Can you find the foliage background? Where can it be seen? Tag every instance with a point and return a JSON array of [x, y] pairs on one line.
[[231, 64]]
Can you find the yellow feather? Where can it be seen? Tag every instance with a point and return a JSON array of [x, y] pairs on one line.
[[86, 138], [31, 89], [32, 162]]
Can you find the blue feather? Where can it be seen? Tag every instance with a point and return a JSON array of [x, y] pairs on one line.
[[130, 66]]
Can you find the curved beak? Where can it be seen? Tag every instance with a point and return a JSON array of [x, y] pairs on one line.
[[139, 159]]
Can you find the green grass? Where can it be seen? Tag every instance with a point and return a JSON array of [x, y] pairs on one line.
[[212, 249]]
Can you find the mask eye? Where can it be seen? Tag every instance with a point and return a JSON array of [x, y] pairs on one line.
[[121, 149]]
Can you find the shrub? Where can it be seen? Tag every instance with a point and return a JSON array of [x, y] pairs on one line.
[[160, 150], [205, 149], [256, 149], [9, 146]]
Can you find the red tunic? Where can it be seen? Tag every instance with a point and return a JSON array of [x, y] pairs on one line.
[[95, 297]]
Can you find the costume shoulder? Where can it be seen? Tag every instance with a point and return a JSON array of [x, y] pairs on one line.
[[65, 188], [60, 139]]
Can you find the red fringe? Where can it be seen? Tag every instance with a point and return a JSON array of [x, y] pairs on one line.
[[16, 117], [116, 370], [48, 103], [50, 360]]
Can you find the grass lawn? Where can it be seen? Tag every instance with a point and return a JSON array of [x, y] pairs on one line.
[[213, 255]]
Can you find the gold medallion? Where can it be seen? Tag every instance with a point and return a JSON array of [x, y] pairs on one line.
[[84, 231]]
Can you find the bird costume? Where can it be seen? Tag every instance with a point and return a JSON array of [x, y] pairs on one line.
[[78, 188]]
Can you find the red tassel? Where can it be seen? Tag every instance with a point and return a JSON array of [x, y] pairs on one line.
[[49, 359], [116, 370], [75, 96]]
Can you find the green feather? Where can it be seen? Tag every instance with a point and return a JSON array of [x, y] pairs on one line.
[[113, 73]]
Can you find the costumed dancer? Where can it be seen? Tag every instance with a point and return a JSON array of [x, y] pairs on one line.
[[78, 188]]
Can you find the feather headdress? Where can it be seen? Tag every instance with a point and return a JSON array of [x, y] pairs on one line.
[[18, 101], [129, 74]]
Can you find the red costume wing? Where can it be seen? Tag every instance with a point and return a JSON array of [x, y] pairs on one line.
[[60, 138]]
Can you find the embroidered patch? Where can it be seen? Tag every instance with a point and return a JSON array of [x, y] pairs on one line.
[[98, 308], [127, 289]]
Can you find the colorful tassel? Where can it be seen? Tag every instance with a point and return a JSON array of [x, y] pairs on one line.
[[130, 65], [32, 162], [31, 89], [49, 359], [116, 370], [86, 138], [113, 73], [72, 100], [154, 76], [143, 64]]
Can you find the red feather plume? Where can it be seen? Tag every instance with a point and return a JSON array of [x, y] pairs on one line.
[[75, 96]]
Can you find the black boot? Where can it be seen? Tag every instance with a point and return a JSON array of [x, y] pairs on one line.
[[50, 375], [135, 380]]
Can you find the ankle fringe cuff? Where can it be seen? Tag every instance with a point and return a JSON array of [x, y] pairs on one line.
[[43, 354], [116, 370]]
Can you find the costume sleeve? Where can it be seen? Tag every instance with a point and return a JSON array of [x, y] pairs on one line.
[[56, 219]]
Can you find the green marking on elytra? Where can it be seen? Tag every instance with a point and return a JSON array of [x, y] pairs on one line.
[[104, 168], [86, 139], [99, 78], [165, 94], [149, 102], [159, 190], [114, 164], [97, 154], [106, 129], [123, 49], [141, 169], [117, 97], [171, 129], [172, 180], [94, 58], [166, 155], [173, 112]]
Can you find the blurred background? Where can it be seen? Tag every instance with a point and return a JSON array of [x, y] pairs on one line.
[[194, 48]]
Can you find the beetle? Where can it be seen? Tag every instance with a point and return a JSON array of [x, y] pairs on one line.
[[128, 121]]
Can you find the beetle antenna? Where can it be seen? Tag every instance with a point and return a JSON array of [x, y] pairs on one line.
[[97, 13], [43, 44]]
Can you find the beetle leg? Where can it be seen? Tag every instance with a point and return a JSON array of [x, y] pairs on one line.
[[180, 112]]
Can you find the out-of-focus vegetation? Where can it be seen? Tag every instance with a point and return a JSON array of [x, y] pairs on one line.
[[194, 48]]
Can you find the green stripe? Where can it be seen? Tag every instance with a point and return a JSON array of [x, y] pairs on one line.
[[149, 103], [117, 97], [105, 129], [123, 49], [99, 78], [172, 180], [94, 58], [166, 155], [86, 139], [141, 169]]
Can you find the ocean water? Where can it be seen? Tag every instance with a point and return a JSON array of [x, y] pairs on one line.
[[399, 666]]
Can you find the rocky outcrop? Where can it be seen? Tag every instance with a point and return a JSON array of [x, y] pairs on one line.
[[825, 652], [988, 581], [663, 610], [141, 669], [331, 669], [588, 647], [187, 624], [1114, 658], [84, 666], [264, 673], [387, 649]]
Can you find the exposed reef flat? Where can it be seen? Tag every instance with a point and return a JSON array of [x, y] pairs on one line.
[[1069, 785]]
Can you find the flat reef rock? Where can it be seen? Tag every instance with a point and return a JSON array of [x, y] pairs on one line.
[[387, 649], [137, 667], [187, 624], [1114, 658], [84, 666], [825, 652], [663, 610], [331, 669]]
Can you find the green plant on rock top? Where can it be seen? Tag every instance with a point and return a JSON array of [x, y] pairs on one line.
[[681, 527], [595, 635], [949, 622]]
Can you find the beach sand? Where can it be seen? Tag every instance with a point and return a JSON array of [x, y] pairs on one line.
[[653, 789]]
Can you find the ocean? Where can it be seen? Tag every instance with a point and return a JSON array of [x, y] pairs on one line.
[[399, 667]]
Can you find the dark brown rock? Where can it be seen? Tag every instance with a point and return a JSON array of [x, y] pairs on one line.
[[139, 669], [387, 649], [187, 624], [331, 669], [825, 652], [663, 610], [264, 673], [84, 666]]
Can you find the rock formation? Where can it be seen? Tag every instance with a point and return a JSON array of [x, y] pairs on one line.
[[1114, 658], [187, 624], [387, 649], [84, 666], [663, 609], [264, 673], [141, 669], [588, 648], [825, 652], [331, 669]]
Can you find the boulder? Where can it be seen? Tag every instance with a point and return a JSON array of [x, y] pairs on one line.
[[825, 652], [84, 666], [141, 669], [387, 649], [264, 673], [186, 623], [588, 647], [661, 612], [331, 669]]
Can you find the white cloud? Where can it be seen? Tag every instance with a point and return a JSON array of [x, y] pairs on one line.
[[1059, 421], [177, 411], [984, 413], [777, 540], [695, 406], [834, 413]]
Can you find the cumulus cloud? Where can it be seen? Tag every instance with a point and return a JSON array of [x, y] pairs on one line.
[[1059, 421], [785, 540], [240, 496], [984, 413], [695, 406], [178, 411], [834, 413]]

● What the task asks
Return the whole listing exactly as it reads.

● Task output
Can you find the foliage background? Where can it be seen? Tag every instance with a point and return a JSON array of [x, y] pairs on one line.
[[231, 64]]
Can you find the yellow feather? Where can it be seen? Tag every instance with a point and return a JSON array of [x, y] pairs on one line.
[[86, 138], [31, 89], [32, 162]]
Can you find the blue feather? Where can it be seen? Tag every instance with a point and return a JSON array of [x, y] pairs on one line.
[[130, 66]]
Can you find the curved beak? Where can it be seen? Tag every instance with a point and return a JSON array of [x, y] pairs on one line.
[[139, 159]]
Can you find the green grass? Where can it be seen? Tag every instance with a point and return a JSON array of [x, y] pairs on one line.
[[212, 249]]
Can you find the mask eye? Where can it be seen? Tag every instance with a point and return a JSON array of [x, y] pairs on one line.
[[121, 149]]
Can you find the shrub? Where can it be seen? Tag every instance with a point and return a JSON array of [x, y] pairs on one line.
[[160, 150], [205, 149], [256, 149], [9, 146]]
Can you find the red tunic? Where can it be seen? Tag every instance with a point and return a JSON array of [x, y] pairs on one line.
[[95, 297]]
Can you find the costume shoulder? Where can it be seen? Tag every instance with a point and return a JSON array of [x, y] pairs on one line.
[[65, 188], [60, 139]]
Can you find the red fringe? Where can it be seen? Tag every instance with a point and return a JSON array of [x, y] pairs on one line.
[[16, 117], [116, 370], [48, 103], [50, 360]]
Can you find the grass lawn? Where can it be seen? Tag every instance with a point and return a JSON array of [x, y] pairs on one line.
[[213, 255]]
Can you find the gold medallion? Where can it be seen? Tag every instance with a point and return a JSON array of [x, y] pairs on one line.
[[84, 231]]
Can you find the bird costume? Where can it be seen? Tag every instance with a point and return a JSON array of [x, y] pairs on one line.
[[78, 188]]
Can you find the red tassel? Where can it be seen? Tag every instance with a point and return a JSON array of [x, y] pairs on one line.
[[49, 359], [116, 370], [75, 96]]
Can you find the green feather? Where can it be seen? Tag every instance with a point and return a JSON array of [x, y] pairs on one line.
[[113, 73]]
Can you find the costumed dancer? Where can it be seen? Tag every instance with a point and return a JSON array of [x, y] pairs on one line.
[[78, 188]]
Can you find the feather headdress? Where can it be seen? Tag every instance with a point and return a JSON array of [x, y] pairs on one line.
[[18, 101], [129, 74]]
Can you find the red costume wing? Where can it be seen? Tag every instance with a point and return a JSON array of [x, y] pairs on one line.
[[60, 138]]
Can you find the embroidered patch? Where can it be seen? Tag every instance with a point and return a JSON array of [x, y] pairs on one line.
[[98, 308], [127, 289]]
Can you find the colorful tassel? Where can it be seen? Tag every instance with a point and return a JSON array of [x, y] pairs on one line.
[[130, 65], [32, 162], [31, 89], [49, 359], [116, 370], [86, 138], [113, 73], [72, 100], [154, 76], [143, 64]]
Can you find the red feather plume? Where can it be seen? Tag every instance with a point and return a JSON array of [x, y] pairs on one line.
[[75, 96]]
Can you find the black boot? Where can it be seen? Tag every instance with a point and return a JSON array of [x, y] pairs on one line.
[[50, 375], [135, 380]]
Can you find the ankle fringe cuff? Where can it be seen? Tag every instance with a point and return a JSON array of [x, y] pairs on one line.
[[43, 354], [116, 370]]
Can you find the costume sleeve? Where can it be seen? Tag every instance with a point and return a JSON array of [x, y] pairs on one line.
[[56, 219]]
Can you find the green marking on elytra? Where can it be seen? Tag every instance with a point and return a JSON array of [x, y] pairs on one line.
[[104, 168], [86, 139], [99, 78], [165, 94], [149, 102], [159, 190], [114, 164], [97, 154], [106, 129], [123, 49], [141, 169], [117, 97], [171, 129], [172, 180], [94, 58], [166, 155], [173, 112]]
Can you find the blurred background? Where can it be seen? Tag every instance with a point and return a JSON array of [x, y] pairs on one line.
[[194, 48]]
Can you find the beetle? Where can it be seen? Tag every instance with a point and return a JSON array of [x, y] pairs on one line.
[[128, 121]]
Can you find the beetle antenna? Where can it be seen? Tag every instance with a point and return a JSON array of [x, y] pairs on one line.
[[97, 13], [43, 44]]
Can you find the beetle leg? Where can it be seen? Tag every instance with a point and return a JSON array of [x, y] pairs on one line.
[[180, 112]]
Can you find the out-of-focus vegetation? Where can it be seen? Tag every instance with a point and return a JSON array of [x, y] pairs on one line.
[[194, 48]]
Can you find the green stripe? Where can it be seen? Tag every instance with a point and return a JSON array of [x, y] pairs on one line.
[[149, 103], [117, 97], [105, 129], [123, 49], [99, 78], [172, 180], [94, 58], [166, 155], [86, 139], [141, 169]]
Can you find the ocean water? Where can it be seen? Tag every instance with a point and return a JSON array of [x, y] pairs on one line.
[[399, 666]]
Can you find the rocky outcrop? Where can it be seen? Tag every instance with a point and return a JSON array of [x, y] pairs on one line.
[[825, 652], [988, 581], [663, 610], [141, 669], [331, 669], [588, 647], [187, 624], [1114, 658], [84, 666], [264, 673], [387, 649]]
Can you find the exposed reef flat? Where can it be seen? Tag every instance with a point and return a JSON array of [x, y] pairs on one line.
[[1069, 785]]
Can you find the flat reef rock? Where can it be seen? Tag every instance with a point and return a JSON array of [x, y] pairs on one line.
[[387, 649], [137, 667], [187, 624], [1114, 658], [84, 666], [825, 652], [663, 610], [331, 669]]
Can you find the green plant on rock top? Where can it be seen? Tag every instance with a point and return a JSON array of [x, y] pairs on one line.
[[681, 527], [595, 635], [949, 622]]
Can you find the beach sand? Where can it be seen? Tag every instance with a point and return a JSON array of [x, y] pairs on one line.
[[653, 789]]
Can you find the ocean? Where can it be seen? Tag every instance with a point and return a JSON array of [x, y] pairs on one line.
[[399, 667]]
Can you find the dark brown rock? Where can it be seen? Tag every instance with a point and return a JSON array of [x, y] pairs on one line.
[[139, 669], [387, 649], [187, 624], [331, 669], [825, 652], [663, 610], [264, 673], [84, 666]]
Can you find the rock formation? Where can it be seen? Tag every instance with a point and return a JSON array of [x, y] pairs on one line.
[[1114, 658], [187, 624], [387, 649], [84, 666], [663, 609], [264, 673], [141, 669], [588, 648], [825, 652], [331, 669]]
Can you find the boulder? Where can it be seen? Tag every instance with a point and return a JSON array of [x, y] pairs on one line.
[[825, 652], [84, 666], [141, 669], [387, 649], [264, 673], [186, 623], [588, 647], [661, 612], [331, 669]]
Can you find the white cloud? Where can it be seen? Tag every instance with a point and return a JSON array of [x, y] pairs on one line.
[[1059, 421], [177, 411], [984, 413], [777, 540], [695, 406], [834, 413]]
Can you find the cumulus cloud? Where can it be seen? Tag every instance with a point and return a JSON array of [x, y] pairs on one line.
[[1059, 421], [785, 540], [240, 496], [984, 413], [695, 406], [178, 411], [834, 413]]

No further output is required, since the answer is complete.